SELECTED PASSAGE START
Vaccine-resistant coronavirus found in Russian bats

Researchers say they have discovered a vaccine-resistant coronavirus in Russian horseshoe bats.

That finding was reported Thursday in the Public Library of Science Pathogens medical journal. According to the report, most sarbecoviruses found in animals do not effect humans, but Khosta-2 has the potential of “using human ACE2 to facilitate cell entry.”

Current COVID-19 vaccines are not believed to be effective against Khosta-2. Scientists determined a related virus previously found in Russian bats, Khosta-1, could not infect humans. But a team of researchers led by Washington State University researcher Michael Letko said it discovered through lab testing that human cells could be compromised by Khosta-2.

According to Time magazine, like the SARS-CoV-2 Omicron variant, Khosta-2 may have the ability to infect humans, but there’s no early indication it leads to serious illness in most people. Letko can’t say whether Khosta-2 will be a problem for humans, but he is concerned that it has the potential to contribute to a new variant.

“The worry is that SARS-CoV-2 could spill back over to animals infected with something like Khosta-2 and recombine and then infect human cells,” Letko told Time. “They could be resistant to vaccine-immunity and also have some more virulent factors.”

Khosta-2 was detected in 2020. It belongs to the same sub-category of coronaviruses as SARS-CoV-2.

The discovery of Khosta-2, according to researchers, also serves as a reminder that “sarbecoviruses circulating in wildlife outside of Asia also pose a threat to global health and ongoing vaccine campaigns against SARS-CoV-2.”

The coronavirus that fueled the COVID-19 pandemic is believed to have originated in Wuhan, China in 2019. It has infected more than 600 million people and led to more than 6.5 million deaths, according to the World Health Organization.
SELECTED PASSAGE END
GIVEN RECORDS START
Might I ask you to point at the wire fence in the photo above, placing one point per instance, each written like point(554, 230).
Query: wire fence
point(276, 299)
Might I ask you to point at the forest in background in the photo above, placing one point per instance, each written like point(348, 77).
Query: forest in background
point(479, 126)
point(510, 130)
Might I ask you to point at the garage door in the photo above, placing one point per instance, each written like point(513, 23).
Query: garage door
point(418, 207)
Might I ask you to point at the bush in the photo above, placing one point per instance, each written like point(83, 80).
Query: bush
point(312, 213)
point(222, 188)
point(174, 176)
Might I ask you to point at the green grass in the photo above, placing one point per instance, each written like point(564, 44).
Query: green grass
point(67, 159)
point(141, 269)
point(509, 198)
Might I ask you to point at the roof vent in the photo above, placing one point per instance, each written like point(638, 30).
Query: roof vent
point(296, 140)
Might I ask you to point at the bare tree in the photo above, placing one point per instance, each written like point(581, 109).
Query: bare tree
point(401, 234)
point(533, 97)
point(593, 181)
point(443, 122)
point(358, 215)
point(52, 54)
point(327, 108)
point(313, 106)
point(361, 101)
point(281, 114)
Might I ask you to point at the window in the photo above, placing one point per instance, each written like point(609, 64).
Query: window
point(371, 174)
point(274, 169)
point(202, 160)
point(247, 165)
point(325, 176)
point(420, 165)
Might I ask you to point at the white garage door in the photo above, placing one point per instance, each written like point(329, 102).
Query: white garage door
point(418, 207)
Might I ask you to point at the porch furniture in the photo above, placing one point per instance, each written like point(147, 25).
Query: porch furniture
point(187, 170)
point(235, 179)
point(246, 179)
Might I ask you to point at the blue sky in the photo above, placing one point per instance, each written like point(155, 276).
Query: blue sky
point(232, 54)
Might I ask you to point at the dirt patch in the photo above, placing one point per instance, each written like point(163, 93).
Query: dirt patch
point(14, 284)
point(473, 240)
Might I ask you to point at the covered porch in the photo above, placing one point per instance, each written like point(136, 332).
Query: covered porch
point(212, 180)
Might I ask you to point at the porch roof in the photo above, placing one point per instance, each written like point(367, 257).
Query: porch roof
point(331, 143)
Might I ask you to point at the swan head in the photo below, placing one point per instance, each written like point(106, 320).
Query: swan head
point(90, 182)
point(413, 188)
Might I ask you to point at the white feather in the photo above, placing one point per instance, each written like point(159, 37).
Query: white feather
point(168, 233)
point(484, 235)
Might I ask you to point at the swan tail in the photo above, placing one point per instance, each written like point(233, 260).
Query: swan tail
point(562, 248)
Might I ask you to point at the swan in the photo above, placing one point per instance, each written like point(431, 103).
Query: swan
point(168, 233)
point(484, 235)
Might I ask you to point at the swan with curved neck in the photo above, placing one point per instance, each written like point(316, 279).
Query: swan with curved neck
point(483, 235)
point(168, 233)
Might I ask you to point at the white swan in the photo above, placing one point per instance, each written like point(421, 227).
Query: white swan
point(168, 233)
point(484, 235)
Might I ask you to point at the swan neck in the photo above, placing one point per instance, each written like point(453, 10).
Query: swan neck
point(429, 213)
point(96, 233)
GIVEN RECORDS END
§ **TO DO**:
- 1) Answer these from the article about Khosta-2:
(a) Which journal reported the finding?
(b) In what year was Khosta-2 detected?
(c) How many deaths does the World Health Organization attribute to the coronavirus behind the COVID-19 pandemic?
- 2) Does each statement agree with the article about Khosta-2?
(a) Khosta-1 was found able to infect humans.
(b) Michael Letko is a researcher at Washington State University.
(c) Khosta-2 belongs to a different sub-category of coronaviruses than SARS-CoV-2.
- 3) Take the article about Khosta-2 from "Khosta-2 was detected" up to and including "World Health Organization.". Switch "wildlife" to "animal populations" and write out that passage.
Base every answer on the article about Khosta-2 and nothing else.

§ **EXPECTED RESPONSES**:
- 1)
(a) The Public Library of Science Pathogens medical journal
(b) 2020
(c) More than 6.5 million

- 2)
(a) No: "Scientists determined a related virus previously found in Russian bats, Khosta-1, could not infect humans."
(b) Yes: "Washington State University researcher Michael Letko"
(c) No: "It belongs to the same sub-category of coronaviruses as SARS-CoV-2."

- 3)
Khosta-2 was detected in 2020. It belongs to the same sub-category of coronaviruses as SARS-CoV-2.

The discovery of Khosta-2, according to researchers, also serves as a reminder that “sarbecoviruses circulating in animal populations outside of Asia also pose a threat to global health and ongoing vaccine campaigns against SARS-CoV-2.”

The coronavirus that fueled the COVID-19 pandemic is believed to have originated in Wuhan, China in 2019. It has infected more than 600 million people and led to more than 6.5 million deaths, according to the World Health Organization.